De novo chromosomal rearrangements provide excellent reagents for investigating the molecular mechanisms of their formation. The first step toward determining the mechanisms is to identify the “breakpoint.” For many rearrangements, it appears that there may be order to the apparent randomness of the breakpoints of different human constitutional rearrangements (Shaffer and Lupski 2000). Clearly, DNA architectural features in certain parts of the genome result in susceptibility to rearrangement (Stankiewicz and Lupski 2002).

The frequency of various chromosomal rearrangements in the general population varies from 1/625 to 1/5,000. Reciprocal translocations occur more frequently than ROBs. However, except for the t(11; 22), most reciprocal translocations are nonrecurring (or “private”) rearrangements. ROBs are found in ∼1 in 1,000 individuals (Hamerton et al. 1975). Therefore, ROBs are the most common, recurrent structural rearrangements in humans.

ROBs are whole-arm exchanges between the short arms of the acrocentric chromosomes (human chromosomes 13–15, 21, and 22). The p11 region of these chromosomes includes satellite DNAs I, II, III, IV, and β; the p12 region, referred to as “the stalks,” contains multiple copies of the genes coding for the 18S and 28S ribosomal RNA (nucleolar organizer region); and the p13 region terminates with β-satellite DNA and telomeric sequences (reviewed in Page et al. 1996; Bandyopadhyay et al. 2001_b_). Thus, the short-arm regions of the five pairs of human acrocentric chromosomes have extensive sequence homology, although some sequences are not common to all acrocentric chromosomes (Bandyopadhyay et al. 2001_b_).

Although all acrocentric chromosomes may participate in ROBs, the distribution of the different possible translocations in the population is nonrandom (Therman et al. 1989). Specifically, rob(13q14q) and rob(14q21q) are the most common, constituting ∼85% of all ROBs (Therman et al. 1989). The rate of de novo formation of ROBs is estimated to be ∼3.9 × 10−4 mutations per gamete per generation, a mutation rate one- to twofold higher than that estimated for autosomal dominant mutations (Vogel and Motulsky 1997). De novo formation of rob(13q14q) accounts for the largest proportion of the mutation rate of ROBs (∼1.5 × 10−4 mutations per gamete per generation [Jacobs 1981]).

*Entries shown*.
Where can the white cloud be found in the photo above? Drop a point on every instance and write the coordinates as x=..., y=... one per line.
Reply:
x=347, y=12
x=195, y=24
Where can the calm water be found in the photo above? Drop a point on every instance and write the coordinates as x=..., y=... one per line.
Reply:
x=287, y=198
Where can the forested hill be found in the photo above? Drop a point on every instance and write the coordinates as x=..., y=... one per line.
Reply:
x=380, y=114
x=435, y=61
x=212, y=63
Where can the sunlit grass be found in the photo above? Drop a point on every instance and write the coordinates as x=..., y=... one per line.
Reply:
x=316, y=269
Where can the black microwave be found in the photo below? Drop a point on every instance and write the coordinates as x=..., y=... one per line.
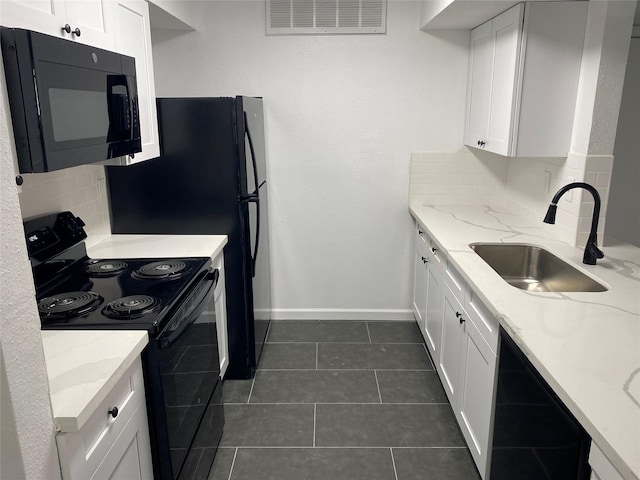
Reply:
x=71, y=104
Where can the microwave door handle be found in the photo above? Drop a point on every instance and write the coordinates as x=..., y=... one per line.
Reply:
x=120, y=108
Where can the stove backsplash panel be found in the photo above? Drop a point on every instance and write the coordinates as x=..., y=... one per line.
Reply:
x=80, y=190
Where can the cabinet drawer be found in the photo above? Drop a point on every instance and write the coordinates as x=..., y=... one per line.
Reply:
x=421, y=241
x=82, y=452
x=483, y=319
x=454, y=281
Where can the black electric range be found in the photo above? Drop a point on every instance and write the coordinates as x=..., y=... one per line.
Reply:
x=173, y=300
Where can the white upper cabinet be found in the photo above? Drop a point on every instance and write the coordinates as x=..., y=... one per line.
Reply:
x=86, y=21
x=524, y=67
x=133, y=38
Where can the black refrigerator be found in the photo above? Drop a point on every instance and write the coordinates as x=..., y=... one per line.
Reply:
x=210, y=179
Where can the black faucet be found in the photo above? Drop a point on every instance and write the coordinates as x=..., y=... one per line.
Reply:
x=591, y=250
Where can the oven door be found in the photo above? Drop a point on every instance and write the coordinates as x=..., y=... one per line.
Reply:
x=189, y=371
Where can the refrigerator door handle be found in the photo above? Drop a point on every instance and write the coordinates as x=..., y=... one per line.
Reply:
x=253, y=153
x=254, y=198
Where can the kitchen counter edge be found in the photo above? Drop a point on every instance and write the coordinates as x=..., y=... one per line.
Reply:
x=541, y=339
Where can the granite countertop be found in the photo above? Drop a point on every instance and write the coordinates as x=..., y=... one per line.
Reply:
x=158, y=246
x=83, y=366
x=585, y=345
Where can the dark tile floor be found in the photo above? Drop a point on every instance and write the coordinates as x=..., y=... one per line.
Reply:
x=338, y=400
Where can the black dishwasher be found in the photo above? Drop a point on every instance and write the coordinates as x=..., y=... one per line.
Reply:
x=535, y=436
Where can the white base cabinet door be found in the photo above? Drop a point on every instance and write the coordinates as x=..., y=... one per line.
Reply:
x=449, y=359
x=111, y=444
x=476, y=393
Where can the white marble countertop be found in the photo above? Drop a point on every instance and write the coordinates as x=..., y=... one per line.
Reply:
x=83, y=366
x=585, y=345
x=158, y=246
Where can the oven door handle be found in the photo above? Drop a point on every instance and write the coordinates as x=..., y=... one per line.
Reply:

...

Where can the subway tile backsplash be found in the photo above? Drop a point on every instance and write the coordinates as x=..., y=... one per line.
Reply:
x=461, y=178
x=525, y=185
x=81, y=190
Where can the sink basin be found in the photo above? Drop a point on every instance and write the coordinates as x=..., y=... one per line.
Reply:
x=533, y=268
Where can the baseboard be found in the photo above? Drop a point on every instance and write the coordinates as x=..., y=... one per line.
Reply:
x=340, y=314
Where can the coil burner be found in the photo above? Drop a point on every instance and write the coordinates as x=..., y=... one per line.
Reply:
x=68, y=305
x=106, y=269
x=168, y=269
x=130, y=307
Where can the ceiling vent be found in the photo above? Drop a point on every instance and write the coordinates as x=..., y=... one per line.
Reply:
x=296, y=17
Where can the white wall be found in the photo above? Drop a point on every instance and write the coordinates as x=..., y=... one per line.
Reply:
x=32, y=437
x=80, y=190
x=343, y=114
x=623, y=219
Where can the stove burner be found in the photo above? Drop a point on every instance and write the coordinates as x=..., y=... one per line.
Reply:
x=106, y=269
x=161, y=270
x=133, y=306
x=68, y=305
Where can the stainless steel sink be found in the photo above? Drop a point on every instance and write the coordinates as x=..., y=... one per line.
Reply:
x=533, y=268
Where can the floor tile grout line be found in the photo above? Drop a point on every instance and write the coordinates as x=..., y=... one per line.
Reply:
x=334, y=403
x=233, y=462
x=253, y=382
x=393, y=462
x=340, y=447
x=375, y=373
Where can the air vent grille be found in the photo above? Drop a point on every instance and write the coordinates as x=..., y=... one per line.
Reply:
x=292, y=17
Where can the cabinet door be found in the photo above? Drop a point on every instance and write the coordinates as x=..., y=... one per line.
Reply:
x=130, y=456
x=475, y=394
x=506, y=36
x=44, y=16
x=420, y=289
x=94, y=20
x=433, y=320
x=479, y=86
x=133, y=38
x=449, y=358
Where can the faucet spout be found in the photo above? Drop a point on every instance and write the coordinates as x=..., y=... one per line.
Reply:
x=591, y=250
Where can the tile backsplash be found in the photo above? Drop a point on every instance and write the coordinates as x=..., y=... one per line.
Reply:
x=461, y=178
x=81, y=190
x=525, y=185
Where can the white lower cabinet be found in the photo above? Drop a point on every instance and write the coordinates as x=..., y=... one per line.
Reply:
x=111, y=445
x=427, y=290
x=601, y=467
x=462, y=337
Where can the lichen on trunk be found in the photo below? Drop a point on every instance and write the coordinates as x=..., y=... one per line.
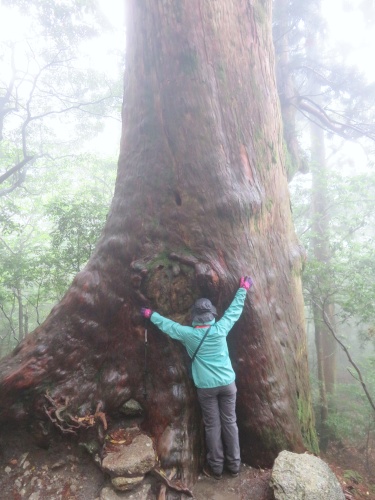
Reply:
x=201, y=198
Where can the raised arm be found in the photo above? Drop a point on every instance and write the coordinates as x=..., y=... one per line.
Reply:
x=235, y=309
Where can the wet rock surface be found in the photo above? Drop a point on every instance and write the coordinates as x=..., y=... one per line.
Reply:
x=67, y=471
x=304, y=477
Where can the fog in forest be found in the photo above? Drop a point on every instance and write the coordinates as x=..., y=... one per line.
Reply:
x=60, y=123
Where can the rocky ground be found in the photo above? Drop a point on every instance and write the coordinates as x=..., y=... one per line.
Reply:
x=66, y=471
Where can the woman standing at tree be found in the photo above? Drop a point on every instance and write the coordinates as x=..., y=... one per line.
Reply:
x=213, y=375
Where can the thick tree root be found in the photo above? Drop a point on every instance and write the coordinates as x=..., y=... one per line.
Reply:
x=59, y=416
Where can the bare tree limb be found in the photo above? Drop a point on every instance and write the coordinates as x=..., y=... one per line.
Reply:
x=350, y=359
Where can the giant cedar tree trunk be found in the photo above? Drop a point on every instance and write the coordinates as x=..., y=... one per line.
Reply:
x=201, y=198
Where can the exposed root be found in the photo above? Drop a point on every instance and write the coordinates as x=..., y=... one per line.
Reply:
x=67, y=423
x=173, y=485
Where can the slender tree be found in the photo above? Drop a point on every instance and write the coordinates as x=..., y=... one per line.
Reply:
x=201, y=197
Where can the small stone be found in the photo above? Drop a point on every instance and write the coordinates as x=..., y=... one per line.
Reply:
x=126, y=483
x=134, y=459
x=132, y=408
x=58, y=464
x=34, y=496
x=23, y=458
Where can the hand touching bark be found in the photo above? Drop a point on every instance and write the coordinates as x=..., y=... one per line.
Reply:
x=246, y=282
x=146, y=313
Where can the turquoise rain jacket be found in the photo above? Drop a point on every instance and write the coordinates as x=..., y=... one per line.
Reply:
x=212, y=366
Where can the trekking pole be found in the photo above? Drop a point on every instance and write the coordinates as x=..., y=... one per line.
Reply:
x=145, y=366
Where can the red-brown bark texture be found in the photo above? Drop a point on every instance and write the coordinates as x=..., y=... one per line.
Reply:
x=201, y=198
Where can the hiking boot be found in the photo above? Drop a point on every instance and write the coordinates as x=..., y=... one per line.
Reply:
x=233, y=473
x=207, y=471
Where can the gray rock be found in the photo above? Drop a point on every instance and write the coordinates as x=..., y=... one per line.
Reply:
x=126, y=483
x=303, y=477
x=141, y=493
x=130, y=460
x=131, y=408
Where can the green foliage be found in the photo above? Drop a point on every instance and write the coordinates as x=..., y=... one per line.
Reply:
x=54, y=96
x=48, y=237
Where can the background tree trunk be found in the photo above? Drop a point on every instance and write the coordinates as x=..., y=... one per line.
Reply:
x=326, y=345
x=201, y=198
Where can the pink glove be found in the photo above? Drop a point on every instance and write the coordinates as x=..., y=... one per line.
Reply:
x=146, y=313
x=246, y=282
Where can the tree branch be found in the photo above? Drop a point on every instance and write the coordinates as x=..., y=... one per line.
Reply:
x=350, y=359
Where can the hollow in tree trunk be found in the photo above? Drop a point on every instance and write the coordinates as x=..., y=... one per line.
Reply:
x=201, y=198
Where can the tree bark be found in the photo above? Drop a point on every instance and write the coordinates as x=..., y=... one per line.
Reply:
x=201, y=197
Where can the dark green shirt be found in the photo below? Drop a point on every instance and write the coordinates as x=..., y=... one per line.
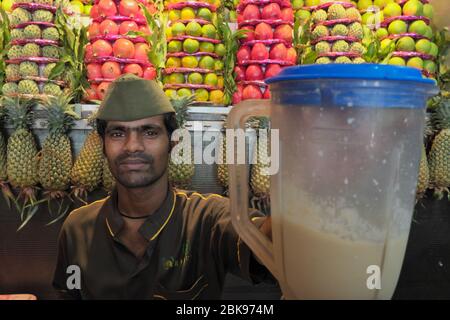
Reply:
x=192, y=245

==

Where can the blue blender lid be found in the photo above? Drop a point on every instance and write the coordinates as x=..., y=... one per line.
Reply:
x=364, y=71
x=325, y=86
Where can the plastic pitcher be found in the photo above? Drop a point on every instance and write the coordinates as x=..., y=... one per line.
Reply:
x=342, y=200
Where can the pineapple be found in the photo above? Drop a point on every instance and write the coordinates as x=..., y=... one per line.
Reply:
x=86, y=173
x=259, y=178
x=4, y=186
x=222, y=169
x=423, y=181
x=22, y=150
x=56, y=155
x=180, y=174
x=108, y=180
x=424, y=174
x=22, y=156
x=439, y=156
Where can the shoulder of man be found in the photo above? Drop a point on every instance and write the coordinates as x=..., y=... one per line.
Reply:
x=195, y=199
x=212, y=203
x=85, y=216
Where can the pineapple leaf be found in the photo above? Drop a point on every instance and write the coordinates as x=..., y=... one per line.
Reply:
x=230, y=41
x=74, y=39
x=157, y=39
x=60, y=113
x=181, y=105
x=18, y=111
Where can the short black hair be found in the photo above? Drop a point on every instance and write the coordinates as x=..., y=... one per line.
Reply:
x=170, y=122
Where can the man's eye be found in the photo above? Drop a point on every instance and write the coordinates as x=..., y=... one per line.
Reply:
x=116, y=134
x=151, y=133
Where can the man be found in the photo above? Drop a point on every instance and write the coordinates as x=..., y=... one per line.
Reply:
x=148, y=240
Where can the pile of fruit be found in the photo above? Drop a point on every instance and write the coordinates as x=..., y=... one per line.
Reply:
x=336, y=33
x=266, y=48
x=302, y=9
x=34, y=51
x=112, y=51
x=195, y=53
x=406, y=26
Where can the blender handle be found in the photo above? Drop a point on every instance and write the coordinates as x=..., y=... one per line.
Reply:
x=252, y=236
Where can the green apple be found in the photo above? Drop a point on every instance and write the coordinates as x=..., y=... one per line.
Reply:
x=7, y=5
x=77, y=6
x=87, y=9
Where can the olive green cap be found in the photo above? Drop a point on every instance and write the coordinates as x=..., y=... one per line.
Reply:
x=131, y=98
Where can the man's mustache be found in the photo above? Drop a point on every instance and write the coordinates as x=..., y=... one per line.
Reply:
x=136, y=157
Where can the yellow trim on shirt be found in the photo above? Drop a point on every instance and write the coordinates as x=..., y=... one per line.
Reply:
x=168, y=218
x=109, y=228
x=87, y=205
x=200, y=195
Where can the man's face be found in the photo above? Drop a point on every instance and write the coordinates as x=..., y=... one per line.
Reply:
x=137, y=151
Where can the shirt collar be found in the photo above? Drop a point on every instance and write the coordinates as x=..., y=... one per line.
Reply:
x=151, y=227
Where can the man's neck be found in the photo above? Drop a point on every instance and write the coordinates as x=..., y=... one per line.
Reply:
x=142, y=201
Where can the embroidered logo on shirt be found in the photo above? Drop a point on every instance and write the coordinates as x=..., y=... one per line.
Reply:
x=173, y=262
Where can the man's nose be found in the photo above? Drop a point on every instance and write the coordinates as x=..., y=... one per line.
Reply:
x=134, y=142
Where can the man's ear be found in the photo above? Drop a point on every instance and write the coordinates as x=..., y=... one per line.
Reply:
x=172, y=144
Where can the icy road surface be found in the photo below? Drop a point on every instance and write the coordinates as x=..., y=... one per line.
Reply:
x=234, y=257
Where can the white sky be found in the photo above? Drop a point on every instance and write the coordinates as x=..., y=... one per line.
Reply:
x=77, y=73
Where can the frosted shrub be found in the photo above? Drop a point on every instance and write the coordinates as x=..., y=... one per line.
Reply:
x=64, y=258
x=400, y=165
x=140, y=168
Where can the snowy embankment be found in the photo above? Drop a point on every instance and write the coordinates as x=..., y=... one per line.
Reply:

*Exercise requirements*.
A. Copy out the passage on chromosomal rearrangements word for word, from "ROBs are whole-arm" up to and including "(Bandyopadhyay et al. 2001_b_).".
B. In the passage on chromosomal rearrangements, which two ROBs are named as the most common?
The records have no connection to the passage on chromosomal rearrangements.

*Replies*.
A.
ROBs are whole-arm exchanges between the short arms of the acrocentric chromosomes (human chromosomes 13–15, 21, and 22). The p11 region of these chromosomes includes satellite DNAs I, II, III, IV, and β; the p12 region, referred to as “the stalks,” contains multiple copies of the genes coding for the 18S and 28S ribosomal RNA (nucleolar organizer region); and the p13 region terminates with β-satellite DNA and telomeric sequences (reviewed in Page et al. 1996; Bandyopadhyay et al. 2001_b_). Thus, the short-arm regions of the five pairs of human acrocentric chromosomes have extensive sequence homology, although some sequences are not common to all acrocentric chromosomes (Bandyopadhyay et al. 2001_b_).

B. rob(13q14q) and rob(14q21q)